AIM: Print the items from the line with "segment churned water" up to and including the line with "[[91,34],[90,45],[90,119],[100,120],[112,114],[112,63],[114,36]]", reproducing every line verbatim. Leave the pictures out of your answer.
[RECORDS FOR THE TASK start]
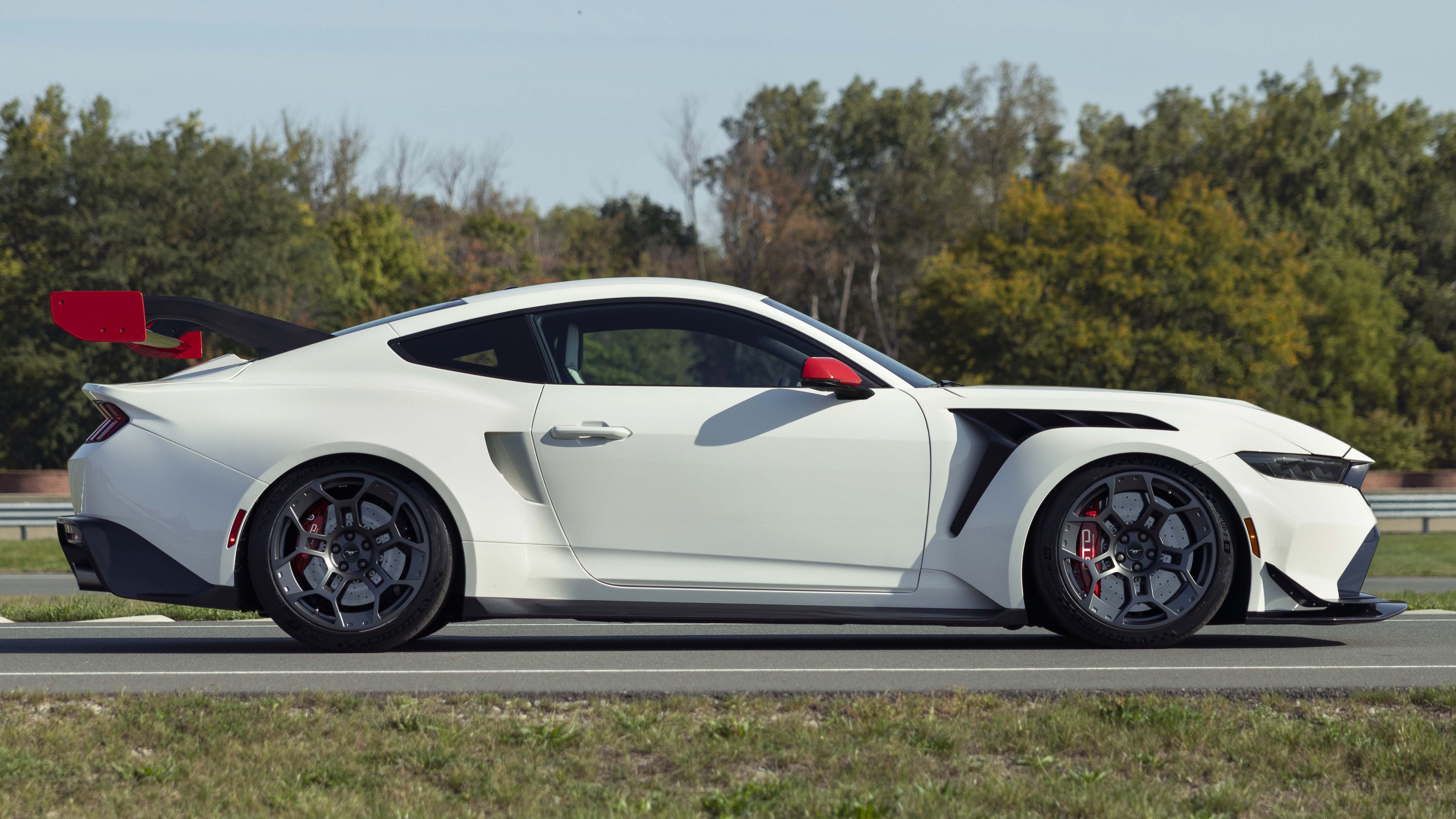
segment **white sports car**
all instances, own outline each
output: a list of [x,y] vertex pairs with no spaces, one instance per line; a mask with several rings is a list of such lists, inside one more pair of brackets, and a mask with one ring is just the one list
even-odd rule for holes
[[84,589],[259,608],[310,646],[447,623],[1040,626],[1169,646],[1369,623],[1370,458],[1236,400],[936,383],[684,279],[473,295],[333,335],[55,292],[84,340],[188,358],[86,384],[61,518]]

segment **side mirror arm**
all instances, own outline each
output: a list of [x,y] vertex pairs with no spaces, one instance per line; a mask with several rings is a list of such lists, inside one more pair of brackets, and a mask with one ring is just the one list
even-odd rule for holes
[[875,397],[875,391],[869,387],[844,384],[839,378],[804,378],[799,381],[799,385],[824,393],[834,393],[834,397],[842,401],[859,401]]

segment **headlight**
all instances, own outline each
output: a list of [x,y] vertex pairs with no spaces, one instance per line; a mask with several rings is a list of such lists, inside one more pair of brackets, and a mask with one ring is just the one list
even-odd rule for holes
[[[1281,452],[1239,452],[1243,463],[1270,477],[1290,480],[1318,480],[1321,483],[1344,483],[1350,461],[1326,455],[1286,455]],[[1367,467],[1369,464],[1360,464]],[[1364,477],[1364,470],[1360,471]]]

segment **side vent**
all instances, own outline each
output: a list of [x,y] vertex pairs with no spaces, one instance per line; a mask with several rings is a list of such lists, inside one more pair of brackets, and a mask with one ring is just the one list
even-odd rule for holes
[[992,484],[996,473],[1000,471],[1006,458],[1016,451],[1028,438],[1048,429],[1066,426],[1102,426],[1118,429],[1163,429],[1178,432],[1178,428],[1136,412],[1096,412],[1096,410],[1028,410],[1028,409],[954,409],[955,415],[970,420],[986,435],[986,454],[981,455],[971,484],[965,489],[965,498],[951,519],[951,537],[958,537],[965,528],[965,521],[971,518],[981,495]]
[[495,464],[496,471],[517,495],[531,503],[546,502],[546,487],[542,486],[536,463],[531,458],[530,434],[486,432],[485,450],[491,454],[491,463]]

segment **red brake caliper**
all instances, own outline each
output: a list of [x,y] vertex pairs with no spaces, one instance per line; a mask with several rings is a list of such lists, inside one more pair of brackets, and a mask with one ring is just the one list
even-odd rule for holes
[[[1096,500],[1082,514],[1086,515],[1088,518],[1096,518],[1096,514],[1101,511],[1101,506],[1102,502]],[[1096,524],[1082,524],[1082,531],[1077,532],[1077,557],[1083,560],[1093,560],[1099,554],[1102,554],[1102,530],[1099,530]],[[1085,563],[1077,564],[1077,575],[1082,579],[1083,592],[1086,592],[1088,588],[1091,588],[1093,595],[1102,596],[1102,582],[1101,580],[1098,580],[1096,583],[1092,582],[1092,572],[1088,572]]]
[[[303,515],[303,532],[304,534],[298,535],[298,548],[303,548],[303,544],[304,544],[304,540],[307,538],[307,535],[323,534],[323,524],[328,519],[329,519],[329,502],[328,500],[319,500],[317,503],[314,503],[313,506],[310,506],[309,511],[304,512],[304,515]],[[322,548],[322,544],[319,546],[319,548]],[[309,554],[309,553],[304,553],[304,551],[300,551],[298,554],[293,556],[293,573],[297,578],[303,578],[303,570],[309,567],[309,560],[313,560],[313,556]]]

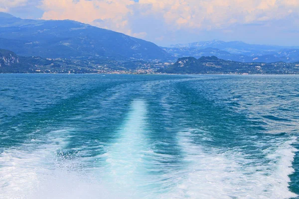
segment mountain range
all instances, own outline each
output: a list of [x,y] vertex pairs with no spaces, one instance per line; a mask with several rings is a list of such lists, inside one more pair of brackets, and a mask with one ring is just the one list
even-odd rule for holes
[[299,62],[242,63],[215,56],[183,57],[172,65],[157,72],[201,74],[299,74]]
[[153,43],[69,20],[24,19],[0,12],[0,48],[23,56],[168,60]]
[[162,48],[176,58],[215,56],[241,62],[287,63],[299,61],[299,47],[249,44],[241,41],[219,40],[177,44]]

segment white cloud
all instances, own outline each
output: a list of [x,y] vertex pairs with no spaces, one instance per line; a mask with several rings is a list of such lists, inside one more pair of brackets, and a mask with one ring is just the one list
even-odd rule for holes
[[27,1],[27,0],[1,0],[0,1],[0,11],[8,12],[11,8],[26,5]]
[[294,31],[294,26],[287,24],[299,23],[299,0],[0,1],[0,11],[38,1],[38,7],[44,12],[43,19],[75,20],[152,40],[173,40],[171,34],[182,31],[230,32],[246,24],[273,27],[278,20],[286,22],[282,23],[286,24],[284,31]]

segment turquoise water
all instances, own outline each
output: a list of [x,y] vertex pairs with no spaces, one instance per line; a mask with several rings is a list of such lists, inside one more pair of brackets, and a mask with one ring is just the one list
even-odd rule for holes
[[0,74],[0,199],[299,194],[299,76]]

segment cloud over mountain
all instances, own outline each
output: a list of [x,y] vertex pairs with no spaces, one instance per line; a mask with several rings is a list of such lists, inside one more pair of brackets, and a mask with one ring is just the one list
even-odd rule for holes
[[32,1],[43,11],[43,19],[75,20],[151,40],[175,41],[181,32],[204,37],[211,31],[224,39],[221,34],[236,35],[238,26],[273,31],[278,21],[283,38],[299,24],[298,0],[3,0],[0,9]]

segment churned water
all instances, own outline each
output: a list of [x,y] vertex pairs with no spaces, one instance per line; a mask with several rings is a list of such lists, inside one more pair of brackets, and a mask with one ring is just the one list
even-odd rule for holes
[[0,199],[290,199],[299,76],[0,75]]

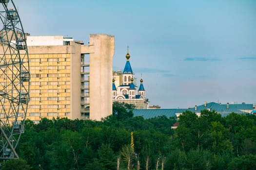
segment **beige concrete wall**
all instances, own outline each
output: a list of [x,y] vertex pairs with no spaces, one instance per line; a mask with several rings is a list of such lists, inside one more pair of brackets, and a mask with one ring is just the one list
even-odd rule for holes
[[81,118],[81,45],[71,42],[70,56],[70,119]]
[[91,34],[90,45],[90,119],[100,120],[112,114],[112,63],[114,36]]

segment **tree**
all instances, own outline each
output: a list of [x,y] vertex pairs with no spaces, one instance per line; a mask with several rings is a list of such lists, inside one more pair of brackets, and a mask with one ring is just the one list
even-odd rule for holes
[[99,161],[105,170],[116,170],[117,165],[114,152],[109,145],[102,145],[98,151]]
[[231,152],[233,150],[233,145],[229,140],[229,131],[224,128],[219,122],[212,122],[211,135],[212,144],[210,145],[210,149],[215,153],[224,152]]
[[11,159],[3,165],[2,170],[30,170],[31,167],[28,165],[27,162],[22,159]]

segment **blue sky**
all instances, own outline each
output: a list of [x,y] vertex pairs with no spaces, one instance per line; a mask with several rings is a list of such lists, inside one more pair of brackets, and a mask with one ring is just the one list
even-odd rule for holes
[[15,0],[26,32],[89,41],[115,37],[113,69],[127,46],[150,105],[177,108],[256,103],[256,1]]

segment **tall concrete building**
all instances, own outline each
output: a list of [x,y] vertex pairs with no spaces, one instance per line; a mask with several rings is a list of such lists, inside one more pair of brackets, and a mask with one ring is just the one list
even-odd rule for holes
[[63,36],[28,36],[27,44],[31,75],[27,119],[99,120],[112,114],[113,36],[90,35],[88,45]]

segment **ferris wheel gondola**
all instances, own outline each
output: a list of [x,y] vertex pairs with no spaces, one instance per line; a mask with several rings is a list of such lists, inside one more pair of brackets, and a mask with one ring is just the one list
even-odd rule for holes
[[19,158],[15,149],[29,102],[28,54],[13,0],[0,0],[0,159]]

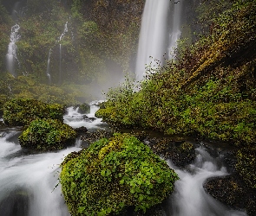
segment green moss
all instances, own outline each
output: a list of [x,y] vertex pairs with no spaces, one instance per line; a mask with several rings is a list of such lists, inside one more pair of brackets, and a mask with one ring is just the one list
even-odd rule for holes
[[19,142],[23,148],[40,151],[56,150],[75,142],[75,131],[56,119],[36,119],[23,131]]
[[36,118],[62,120],[63,106],[58,104],[45,104],[36,99],[13,99],[3,106],[3,121],[7,125],[22,126]]
[[62,164],[61,184],[72,215],[109,215],[161,203],[178,179],[166,162],[135,137],[101,139]]

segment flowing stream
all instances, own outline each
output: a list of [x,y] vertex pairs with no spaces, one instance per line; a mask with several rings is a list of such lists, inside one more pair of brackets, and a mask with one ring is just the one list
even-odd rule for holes
[[148,67],[155,69],[175,58],[181,30],[182,0],[147,0],[139,38],[136,79],[144,79]]
[[[104,129],[105,124],[95,118],[98,109],[91,104],[89,114],[69,108],[64,122],[72,127],[86,126],[89,130]],[[17,142],[20,131],[0,131],[0,215],[2,216],[69,216],[69,211],[58,185],[60,163],[65,156],[81,149],[75,146],[57,152],[36,154],[22,149]],[[196,160],[186,169],[175,169],[180,180],[167,202],[167,216],[246,216],[231,210],[205,193],[207,178],[227,175],[218,158],[203,147],[196,149]]]
[[16,45],[16,42],[17,42],[21,38],[19,29],[20,26],[18,24],[15,24],[11,27],[10,43],[8,45],[8,52],[6,54],[7,71],[13,76],[16,75],[15,71],[16,63],[19,63],[16,56],[17,47]]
[RECORDS FOR THE TASK end]
TASK OUTPUT:
segment churned water
all instances, own outline each
output: a list of [x,y] vertex pairs with no spaces, one instance per line; a mask with several rings is a list of such lists, inside one more pair of brackets, and a mask with one ring is just the one list
even-odd rule for holes
[[0,199],[290,199],[299,76],[0,75]]

segment **beige concrete wall**
all instances, own outline each
output: a list of [x,y] vertex pairs with no spaces, one instance per line; a mask with several rings is a list of such lists, inside one more pair of brackets, and a mask with one ring is just the one list
even-odd rule for holes
[[81,118],[81,45],[71,42],[70,56],[70,119]]
[[91,34],[90,45],[90,119],[100,120],[112,114],[112,63],[114,36]]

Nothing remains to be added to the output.